Required work »
Please write out again every line of the records from the line with "target | white plastic chair" through the end of the records, both ends included and requests kept as they are, shifting each point coordinate by adding 73 to every number. Give only those lines, and leave the pictures out.

Records »
>> BEGIN
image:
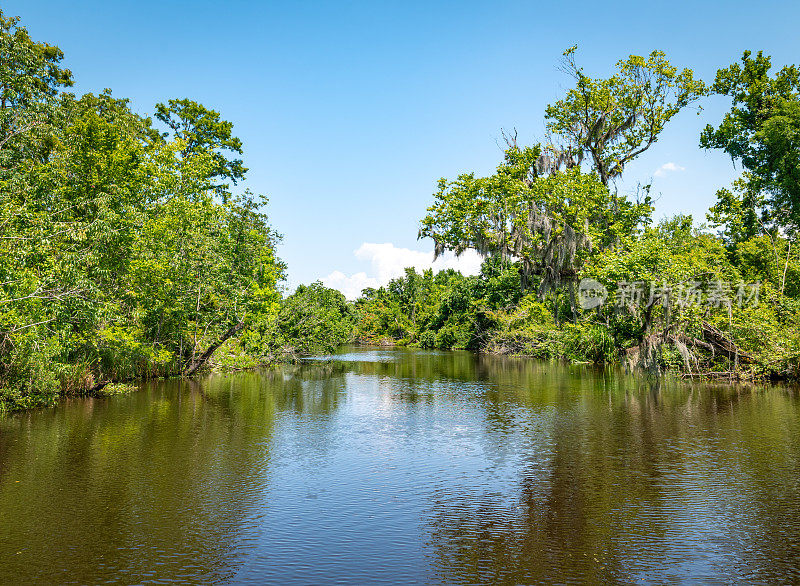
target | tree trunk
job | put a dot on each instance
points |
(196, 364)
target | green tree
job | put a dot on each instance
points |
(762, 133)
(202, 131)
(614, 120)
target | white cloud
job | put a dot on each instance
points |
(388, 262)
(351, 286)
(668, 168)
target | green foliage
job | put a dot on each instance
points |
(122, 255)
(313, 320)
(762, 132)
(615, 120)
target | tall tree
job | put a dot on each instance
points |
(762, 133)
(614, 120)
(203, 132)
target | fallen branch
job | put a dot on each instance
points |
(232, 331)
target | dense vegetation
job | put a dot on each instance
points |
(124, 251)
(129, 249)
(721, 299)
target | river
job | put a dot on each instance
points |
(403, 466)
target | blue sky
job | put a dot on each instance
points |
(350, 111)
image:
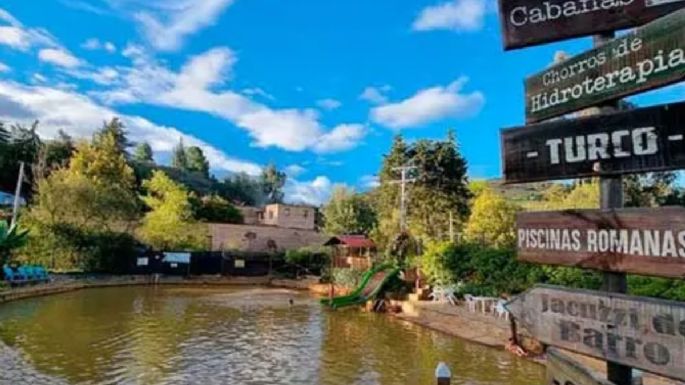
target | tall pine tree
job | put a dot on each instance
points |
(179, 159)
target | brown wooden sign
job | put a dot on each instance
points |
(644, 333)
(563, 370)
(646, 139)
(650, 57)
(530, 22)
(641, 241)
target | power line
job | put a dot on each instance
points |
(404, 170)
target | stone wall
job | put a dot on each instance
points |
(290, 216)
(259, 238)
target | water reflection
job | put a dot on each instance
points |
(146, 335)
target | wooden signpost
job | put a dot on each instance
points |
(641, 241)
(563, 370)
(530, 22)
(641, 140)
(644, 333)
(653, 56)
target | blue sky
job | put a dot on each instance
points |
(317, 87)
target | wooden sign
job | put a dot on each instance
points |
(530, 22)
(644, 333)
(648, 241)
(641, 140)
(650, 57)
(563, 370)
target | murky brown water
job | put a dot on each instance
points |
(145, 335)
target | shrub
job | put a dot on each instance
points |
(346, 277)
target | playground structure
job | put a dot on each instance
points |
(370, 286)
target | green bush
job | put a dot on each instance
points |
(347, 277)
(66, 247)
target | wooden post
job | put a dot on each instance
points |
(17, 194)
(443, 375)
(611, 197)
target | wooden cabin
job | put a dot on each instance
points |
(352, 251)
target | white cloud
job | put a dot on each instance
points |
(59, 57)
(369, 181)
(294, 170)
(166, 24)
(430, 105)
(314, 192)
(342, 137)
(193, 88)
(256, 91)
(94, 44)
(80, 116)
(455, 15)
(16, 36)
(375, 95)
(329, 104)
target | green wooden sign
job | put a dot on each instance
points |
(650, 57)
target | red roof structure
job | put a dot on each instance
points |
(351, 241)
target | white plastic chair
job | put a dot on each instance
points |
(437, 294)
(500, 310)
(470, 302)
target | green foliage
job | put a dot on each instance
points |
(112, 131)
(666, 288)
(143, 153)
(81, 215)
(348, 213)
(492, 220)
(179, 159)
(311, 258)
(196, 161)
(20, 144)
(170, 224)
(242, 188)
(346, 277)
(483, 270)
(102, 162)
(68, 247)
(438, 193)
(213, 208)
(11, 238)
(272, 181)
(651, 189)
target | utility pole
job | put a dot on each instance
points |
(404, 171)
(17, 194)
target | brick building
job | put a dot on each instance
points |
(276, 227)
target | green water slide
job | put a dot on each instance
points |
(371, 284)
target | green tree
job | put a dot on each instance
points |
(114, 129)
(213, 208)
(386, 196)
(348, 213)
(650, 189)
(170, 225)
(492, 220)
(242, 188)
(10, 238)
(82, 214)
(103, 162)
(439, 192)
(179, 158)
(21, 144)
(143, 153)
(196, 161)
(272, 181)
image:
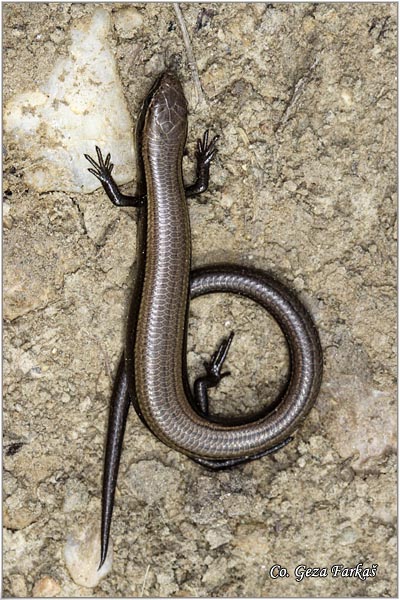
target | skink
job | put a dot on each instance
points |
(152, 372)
>> END
Worked answer »
target | white plastic chair
job | put a dot on each instance
points |
(510, 367)
(573, 383)
(543, 375)
target | green foliage
job | put a dot on each instance
points |
(185, 204)
(739, 361)
(216, 226)
(154, 288)
(421, 286)
(565, 293)
(252, 232)
(384, 331)
(269, 234)
(93, 217)
(243, 297)
(315, 261)
(419, 350)
(556, 343)
(175, 235)
(141, 320)
(511, 266)
(286, 281)
(84, 311)
(345, 254)
(724, 262)
target | utility pole
job | put a dot on each instance
points |
(477, 244)
(90, 267)
target | brick building
job | put a dot on each instance
points |
(349, 300)
target | green water slide
job | put a dot on each instance
points |
(444, 357)
target | green tree
job | put a dot on each instance
points |
(187, 202)
(286, 281)
(459, 269)
(421, 286)
(723, 262)
(243, 298)
(565, 293)
(315, 261)
(83, 311)
(155, 287)
(176, 235)
(512, 265)
(252, 231)
(94, 217)
(216, 226)
(269, 234)
(345, 254)
image:
target | skink
job | put a dot on each instance
points |
(225, 445)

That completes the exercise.